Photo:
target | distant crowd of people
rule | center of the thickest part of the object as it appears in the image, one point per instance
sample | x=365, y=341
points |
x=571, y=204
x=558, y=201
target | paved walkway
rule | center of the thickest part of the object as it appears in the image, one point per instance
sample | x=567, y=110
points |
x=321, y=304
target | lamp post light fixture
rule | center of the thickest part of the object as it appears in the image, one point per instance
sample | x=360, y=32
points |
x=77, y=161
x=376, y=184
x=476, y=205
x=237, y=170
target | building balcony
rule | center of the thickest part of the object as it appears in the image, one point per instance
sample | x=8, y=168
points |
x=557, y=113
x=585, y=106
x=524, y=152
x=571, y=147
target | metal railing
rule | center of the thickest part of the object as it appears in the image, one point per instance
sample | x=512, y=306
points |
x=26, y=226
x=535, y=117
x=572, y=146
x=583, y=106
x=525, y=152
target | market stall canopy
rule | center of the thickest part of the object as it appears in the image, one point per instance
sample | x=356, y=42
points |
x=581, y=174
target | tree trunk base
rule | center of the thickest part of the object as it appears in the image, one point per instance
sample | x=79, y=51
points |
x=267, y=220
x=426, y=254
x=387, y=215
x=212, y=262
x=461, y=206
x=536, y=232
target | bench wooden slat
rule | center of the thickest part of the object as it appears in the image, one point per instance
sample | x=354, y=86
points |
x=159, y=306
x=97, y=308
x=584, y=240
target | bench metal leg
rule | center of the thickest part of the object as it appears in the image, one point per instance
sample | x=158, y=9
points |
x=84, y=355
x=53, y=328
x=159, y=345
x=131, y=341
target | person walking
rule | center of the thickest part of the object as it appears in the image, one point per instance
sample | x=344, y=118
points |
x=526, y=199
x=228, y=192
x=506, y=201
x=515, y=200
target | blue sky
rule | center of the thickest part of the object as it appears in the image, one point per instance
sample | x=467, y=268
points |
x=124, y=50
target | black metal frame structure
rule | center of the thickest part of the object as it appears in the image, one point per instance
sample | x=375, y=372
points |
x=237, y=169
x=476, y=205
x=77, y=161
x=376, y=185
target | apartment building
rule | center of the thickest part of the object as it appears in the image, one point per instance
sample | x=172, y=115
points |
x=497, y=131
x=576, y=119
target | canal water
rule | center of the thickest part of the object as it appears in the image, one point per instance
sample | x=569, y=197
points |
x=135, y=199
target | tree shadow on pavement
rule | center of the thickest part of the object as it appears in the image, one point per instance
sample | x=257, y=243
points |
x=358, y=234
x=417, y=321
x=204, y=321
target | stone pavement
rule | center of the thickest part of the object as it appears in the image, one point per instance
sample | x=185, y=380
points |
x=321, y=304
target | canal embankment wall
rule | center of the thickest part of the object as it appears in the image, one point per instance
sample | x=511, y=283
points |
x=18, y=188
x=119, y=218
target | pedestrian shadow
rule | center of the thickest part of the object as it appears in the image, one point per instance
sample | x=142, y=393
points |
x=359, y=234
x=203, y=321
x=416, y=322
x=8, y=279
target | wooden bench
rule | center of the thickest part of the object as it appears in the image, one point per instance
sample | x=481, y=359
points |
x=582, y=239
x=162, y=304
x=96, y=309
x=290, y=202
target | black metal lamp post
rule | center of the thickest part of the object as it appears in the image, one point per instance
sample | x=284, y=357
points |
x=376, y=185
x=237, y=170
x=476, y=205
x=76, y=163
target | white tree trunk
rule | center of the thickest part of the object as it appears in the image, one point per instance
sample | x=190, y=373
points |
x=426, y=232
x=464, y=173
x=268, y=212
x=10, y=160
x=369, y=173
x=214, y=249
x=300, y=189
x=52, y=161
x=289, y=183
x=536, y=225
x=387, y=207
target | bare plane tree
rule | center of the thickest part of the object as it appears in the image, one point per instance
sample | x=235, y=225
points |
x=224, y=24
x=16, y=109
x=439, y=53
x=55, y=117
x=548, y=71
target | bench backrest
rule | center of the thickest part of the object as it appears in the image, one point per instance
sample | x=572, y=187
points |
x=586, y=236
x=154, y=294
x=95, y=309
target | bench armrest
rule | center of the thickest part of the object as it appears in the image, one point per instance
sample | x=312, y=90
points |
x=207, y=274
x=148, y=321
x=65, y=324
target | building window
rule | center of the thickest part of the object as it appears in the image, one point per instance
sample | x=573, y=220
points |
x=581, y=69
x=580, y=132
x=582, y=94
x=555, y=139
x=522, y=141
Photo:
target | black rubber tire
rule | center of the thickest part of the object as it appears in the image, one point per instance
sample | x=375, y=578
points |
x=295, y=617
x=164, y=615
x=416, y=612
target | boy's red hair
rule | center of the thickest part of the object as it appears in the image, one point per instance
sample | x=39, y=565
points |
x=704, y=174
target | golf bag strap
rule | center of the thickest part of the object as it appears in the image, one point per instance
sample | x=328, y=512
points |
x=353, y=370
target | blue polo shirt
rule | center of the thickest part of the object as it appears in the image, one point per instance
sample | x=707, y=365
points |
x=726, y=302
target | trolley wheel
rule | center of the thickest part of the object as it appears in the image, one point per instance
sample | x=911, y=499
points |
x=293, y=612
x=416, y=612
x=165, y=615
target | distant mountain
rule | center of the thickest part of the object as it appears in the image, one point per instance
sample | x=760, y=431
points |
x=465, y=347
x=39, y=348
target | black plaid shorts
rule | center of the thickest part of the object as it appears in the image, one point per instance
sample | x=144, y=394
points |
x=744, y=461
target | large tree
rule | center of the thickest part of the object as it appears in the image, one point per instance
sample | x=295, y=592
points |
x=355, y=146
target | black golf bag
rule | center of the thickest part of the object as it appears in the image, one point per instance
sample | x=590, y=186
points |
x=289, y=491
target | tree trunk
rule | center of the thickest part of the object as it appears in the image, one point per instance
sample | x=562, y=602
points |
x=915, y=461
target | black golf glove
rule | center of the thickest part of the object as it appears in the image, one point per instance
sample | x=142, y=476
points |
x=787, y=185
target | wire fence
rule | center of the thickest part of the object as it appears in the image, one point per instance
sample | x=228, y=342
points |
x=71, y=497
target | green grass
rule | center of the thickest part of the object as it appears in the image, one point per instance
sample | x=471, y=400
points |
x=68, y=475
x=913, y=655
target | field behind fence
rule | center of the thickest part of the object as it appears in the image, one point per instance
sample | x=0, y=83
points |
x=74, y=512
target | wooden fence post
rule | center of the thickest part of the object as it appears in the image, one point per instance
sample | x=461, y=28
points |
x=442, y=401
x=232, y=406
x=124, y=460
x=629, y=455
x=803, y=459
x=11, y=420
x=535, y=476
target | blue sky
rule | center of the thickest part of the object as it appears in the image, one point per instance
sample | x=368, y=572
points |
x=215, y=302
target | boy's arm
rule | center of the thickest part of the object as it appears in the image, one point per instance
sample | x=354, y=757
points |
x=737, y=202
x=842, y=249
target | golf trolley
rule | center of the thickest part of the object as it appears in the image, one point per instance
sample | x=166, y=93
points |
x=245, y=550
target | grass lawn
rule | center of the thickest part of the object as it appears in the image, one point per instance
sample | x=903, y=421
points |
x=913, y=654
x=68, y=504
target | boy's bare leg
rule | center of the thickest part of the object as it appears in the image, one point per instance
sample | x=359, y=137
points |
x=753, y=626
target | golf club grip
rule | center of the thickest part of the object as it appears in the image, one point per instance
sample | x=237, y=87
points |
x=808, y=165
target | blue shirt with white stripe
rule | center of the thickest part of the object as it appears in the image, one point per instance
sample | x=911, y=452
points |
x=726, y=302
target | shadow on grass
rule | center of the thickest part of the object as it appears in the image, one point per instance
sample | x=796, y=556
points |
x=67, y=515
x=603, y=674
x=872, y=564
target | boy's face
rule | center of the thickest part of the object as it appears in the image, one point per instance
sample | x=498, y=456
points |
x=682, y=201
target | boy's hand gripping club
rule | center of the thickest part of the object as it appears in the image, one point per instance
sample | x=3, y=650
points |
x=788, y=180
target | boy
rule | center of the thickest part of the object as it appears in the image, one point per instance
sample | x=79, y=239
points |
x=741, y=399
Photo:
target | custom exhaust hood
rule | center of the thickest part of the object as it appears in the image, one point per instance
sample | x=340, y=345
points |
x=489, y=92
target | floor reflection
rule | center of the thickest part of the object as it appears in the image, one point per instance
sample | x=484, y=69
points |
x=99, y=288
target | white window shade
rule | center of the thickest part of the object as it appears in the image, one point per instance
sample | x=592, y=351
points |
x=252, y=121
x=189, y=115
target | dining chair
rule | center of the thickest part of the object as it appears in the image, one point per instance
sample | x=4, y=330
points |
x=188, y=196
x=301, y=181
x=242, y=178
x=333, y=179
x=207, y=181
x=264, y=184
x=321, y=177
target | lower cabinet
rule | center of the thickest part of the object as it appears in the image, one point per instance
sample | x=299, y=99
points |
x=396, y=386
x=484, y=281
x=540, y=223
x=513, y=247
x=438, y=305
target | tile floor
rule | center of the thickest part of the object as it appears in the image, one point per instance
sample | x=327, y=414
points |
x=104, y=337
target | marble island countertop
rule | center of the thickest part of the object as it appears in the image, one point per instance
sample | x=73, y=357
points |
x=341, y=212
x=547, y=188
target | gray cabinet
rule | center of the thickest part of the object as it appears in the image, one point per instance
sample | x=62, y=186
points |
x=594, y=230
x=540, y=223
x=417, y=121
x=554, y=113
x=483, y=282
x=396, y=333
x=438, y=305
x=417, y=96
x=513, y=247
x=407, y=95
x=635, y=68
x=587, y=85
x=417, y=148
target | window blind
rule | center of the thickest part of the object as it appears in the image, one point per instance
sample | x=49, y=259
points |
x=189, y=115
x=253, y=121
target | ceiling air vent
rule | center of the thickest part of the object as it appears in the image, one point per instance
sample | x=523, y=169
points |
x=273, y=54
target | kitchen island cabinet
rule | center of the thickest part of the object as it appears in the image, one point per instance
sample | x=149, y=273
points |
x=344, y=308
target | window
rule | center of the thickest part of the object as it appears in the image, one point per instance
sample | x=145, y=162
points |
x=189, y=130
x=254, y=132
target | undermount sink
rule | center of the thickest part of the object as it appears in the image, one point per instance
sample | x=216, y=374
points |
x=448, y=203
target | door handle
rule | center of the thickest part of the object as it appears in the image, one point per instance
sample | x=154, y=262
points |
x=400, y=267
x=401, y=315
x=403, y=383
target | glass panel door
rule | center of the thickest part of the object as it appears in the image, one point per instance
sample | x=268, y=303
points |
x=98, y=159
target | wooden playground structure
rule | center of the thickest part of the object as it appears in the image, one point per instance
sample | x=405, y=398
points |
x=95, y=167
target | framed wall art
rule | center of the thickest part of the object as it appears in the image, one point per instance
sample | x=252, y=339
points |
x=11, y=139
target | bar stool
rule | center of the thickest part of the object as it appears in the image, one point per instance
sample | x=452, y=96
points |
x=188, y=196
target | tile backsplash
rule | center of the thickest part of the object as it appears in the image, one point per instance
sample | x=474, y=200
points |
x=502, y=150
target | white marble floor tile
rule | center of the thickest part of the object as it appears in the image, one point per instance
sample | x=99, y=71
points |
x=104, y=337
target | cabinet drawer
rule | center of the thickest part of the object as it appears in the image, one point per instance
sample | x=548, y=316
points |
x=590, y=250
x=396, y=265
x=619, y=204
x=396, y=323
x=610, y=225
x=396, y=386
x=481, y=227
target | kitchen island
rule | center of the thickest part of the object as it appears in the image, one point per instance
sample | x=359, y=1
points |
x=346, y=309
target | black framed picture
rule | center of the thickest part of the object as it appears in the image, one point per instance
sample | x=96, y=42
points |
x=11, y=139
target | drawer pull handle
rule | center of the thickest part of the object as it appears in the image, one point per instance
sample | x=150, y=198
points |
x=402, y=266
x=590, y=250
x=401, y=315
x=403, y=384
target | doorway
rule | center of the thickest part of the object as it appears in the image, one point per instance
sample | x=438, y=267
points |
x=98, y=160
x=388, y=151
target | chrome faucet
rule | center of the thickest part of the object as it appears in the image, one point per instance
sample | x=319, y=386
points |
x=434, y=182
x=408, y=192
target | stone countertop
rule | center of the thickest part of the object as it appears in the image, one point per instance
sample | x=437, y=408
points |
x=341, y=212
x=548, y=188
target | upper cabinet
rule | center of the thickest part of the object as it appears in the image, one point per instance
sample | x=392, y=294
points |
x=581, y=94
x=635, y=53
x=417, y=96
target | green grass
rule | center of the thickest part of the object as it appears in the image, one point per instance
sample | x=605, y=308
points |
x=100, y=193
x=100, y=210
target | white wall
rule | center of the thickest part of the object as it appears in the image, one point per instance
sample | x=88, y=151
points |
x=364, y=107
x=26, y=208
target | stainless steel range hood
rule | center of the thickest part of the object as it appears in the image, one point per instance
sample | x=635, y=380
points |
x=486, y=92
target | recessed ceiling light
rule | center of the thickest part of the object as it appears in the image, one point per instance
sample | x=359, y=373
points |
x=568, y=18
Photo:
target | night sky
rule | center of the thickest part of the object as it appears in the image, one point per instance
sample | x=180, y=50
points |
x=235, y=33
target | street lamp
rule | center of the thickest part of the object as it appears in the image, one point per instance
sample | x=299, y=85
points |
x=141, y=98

——————

## WRITTEN EXERCISE:
Print the data from its first line through the line containing "x=558, y=201", including both of those lines, and reproduce each line without any change.

## RESULT OF THE TASK:
Photo:
target | distant crowd of people
rule | center of the thickest part of the object as it appears in the image, one point per instance
sample | x=365, y=341
points |
x=571, y=204
x=558, y=201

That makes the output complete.